## AIM
Print the full listing exactly.

## GIVEN INFORMATION
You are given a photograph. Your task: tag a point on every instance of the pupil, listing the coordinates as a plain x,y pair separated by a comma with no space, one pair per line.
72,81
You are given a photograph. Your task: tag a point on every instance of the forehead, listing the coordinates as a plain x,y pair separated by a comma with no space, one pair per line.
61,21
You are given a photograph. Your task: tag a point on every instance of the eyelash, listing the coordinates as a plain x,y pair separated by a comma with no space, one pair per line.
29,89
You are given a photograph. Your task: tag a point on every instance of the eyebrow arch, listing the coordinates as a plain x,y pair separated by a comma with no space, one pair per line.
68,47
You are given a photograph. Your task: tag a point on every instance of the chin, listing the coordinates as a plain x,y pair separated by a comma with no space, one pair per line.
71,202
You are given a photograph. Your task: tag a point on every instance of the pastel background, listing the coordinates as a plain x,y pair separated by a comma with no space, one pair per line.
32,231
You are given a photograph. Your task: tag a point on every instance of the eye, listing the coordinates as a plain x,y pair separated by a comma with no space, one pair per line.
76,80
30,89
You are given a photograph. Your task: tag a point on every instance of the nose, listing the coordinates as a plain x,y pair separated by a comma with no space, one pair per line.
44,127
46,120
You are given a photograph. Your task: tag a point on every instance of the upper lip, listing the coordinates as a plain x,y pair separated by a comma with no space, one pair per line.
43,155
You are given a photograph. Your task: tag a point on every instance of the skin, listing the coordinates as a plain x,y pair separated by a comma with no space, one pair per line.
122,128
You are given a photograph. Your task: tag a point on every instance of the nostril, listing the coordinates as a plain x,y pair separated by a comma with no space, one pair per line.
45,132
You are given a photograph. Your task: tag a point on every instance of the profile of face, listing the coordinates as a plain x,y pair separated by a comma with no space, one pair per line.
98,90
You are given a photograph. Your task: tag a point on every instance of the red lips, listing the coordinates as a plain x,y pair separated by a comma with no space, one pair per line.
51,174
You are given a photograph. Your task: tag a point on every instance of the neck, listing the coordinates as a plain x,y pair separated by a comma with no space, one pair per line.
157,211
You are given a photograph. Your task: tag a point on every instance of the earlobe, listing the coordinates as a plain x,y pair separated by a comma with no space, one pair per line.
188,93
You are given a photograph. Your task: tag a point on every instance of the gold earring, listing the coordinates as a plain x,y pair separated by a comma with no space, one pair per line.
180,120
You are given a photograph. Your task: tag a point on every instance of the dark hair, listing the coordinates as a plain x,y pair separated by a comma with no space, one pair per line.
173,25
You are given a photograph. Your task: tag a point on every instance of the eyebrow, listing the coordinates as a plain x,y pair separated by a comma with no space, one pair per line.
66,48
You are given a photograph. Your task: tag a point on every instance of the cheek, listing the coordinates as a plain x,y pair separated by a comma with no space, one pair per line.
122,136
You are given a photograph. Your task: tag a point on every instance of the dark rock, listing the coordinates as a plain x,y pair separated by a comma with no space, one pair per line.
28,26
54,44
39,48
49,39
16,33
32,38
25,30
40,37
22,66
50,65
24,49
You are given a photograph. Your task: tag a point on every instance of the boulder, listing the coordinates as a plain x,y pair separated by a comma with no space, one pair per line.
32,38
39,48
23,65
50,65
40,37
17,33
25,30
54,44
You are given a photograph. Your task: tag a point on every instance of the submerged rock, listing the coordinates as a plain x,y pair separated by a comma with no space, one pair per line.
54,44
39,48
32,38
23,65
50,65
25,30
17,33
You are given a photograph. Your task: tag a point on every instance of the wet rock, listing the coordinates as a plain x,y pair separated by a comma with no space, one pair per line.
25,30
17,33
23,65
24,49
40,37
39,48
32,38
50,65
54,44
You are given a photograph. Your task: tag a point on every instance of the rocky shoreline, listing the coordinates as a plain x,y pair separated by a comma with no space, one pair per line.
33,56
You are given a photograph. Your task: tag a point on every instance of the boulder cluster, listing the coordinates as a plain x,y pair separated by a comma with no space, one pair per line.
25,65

## EXERCISE RESULT
You are given a photograph. Your task: tag a point on every instance of the pupil, listing the coordinates as a plain x,y pair separated by a comma with no space, one pair per line.
72,81
You are given a photograph. Your task: tag a point on every instance of the forehead, listing the coordinates as a plain x,y pair separated by a comma with no space, one pair per line.
61,21
You are given a photograph. Your task: tag a point on every instance of the eyelash, listing the coordinates as a plain x,y pair separated by a comma with no space, one pair per line.
29,89
You are given a photograph. Your task: tag a point on every instance of the eyebrow arch, listing the coordinates as a plain x,y pair separated by a comma with no space, one pair per line.
68,47
You are given a photograph. Your task: tag a point on every instance of the chin, listing the coordinates as a plain x,y pair separated by a comma with no space, one pair per line.
71,202
You are given a photograph. Your task: tag a point on every instance of the pastel background, listing the coordinates as a plain x,y pair separated by a comma with no space, one pair per line.
32,231
You are given a photograph. Your task: tag a point on every instance of the eye, listing the coordinates as a plain x,y pair separated by a comma with no space, one pair per line.
76,80
30,89
You are given a photograph. Your task: tag a point on every instance of the nose, listing the coordinates as a plain x,y pair separated by a comma with no space, one pair per line.
44,127
46,120
You are given a photograph. Your task: tag a point on every instance of the upper lip, listing the coordinates as a plain x,y pair separated by a comma with no space, one pair per line.
43,155
You are given a photograph. Your task: tag a point on every instance of the skin, listing the coordinates as a plain x,y pair separated by a comma with no space, one pair per line.
122,128
You are given a photograph. Your task: tag a point on every instance of the nostril, listing the coordinates as a plain x,y pair separated by a comma with no space, one pair per line.
45,132
You are given a photograph. Your task: tag a point on every instance of the profile of face, listing the coordinates as a plain x,y pair separated by a comma with no space, one pair per line.
98,90
You are given a photograph. Your task: tag a point on every instance of the red lips, listing the coordinates as a plain x,y pair separated by a comma with no space, one pair per line.
51,174
You are given a photograph. Your task: tag a point on every instance of the neck, listing the coordinates as a plain x,y pair separated by a comma with no space, one pair per line.
157,211
You are given a photograph. Your task: tag a point on every instance of the earlobe, listing the coordinates as a plain x,y pair separated by a comma with no space, one pair per line.
188,93
You are given a photograph. Your task: tag a point on every instance of the gold earring, listing the coordinates as a plain x,y pair separated by a comma with no space, one pair per line.
180,120
You are given a photograph. Your task: tag a point on every instance of the dark hair, listing the coordinates as a plain x,y pair separated by a comma with no space, one pair per line.
173,25
You are given a photograph. Your task: tag a point on every instance of the eyebrow, listing the coordinates as a plain x,y pair separated by a comma with no space, one pair per line.
66,48
You are given a photograph. Your task: tag a point on every instance of the cheek, listing the coordinates as a plain x,y pair separated by a comma with no space, one pair per line.
122,136
You are given a photograph. Your task: tag a point on every instance of the dark rock, listing the coordinates as a plain x,y pair separated by a comma with no space, one pair per line.
28,26
54,44
39,48
49,39
16,33
32,38
25,30
40,37
22,66
50,65
24,49
You are given a photograph. Your task: tag a point on every instance of the boulder, listing the coordinates as a plain x,y pair separated by a comma with no space, one pair per line.
32,38
39,48
23,65
50,65
40,37
17,33
25,30
54,44
You are given a photograph. Your task: tag a point on every instance of the submerged rock, listing the coordinates as a plain x,y pair separated by a comma with no space, one pair per line.
54,44
39,48
32,38
23,65
50,65
25,30
17,33
You are given a photograph. Your task: tag a point on every instance of the wet rock, listing the coordinates as a plain x,y pair separated by a comma with no space, one pair per line.
25,30
17,33
23,65
24,49
40,37
39,48
32,38
50,65
54,44
You are given a photograph. Your task: tag a point on every instance of the rocky shoreline, listing the coordinates as a plain x,y pair separated by a comma with no space, one pair per line.
33,56
You are given a photograph. Your task: tag a point on every instance of the boulder cluster, listing the coordinates as a plain x,y pair separated by a comma with no space, one pair per line.
25,65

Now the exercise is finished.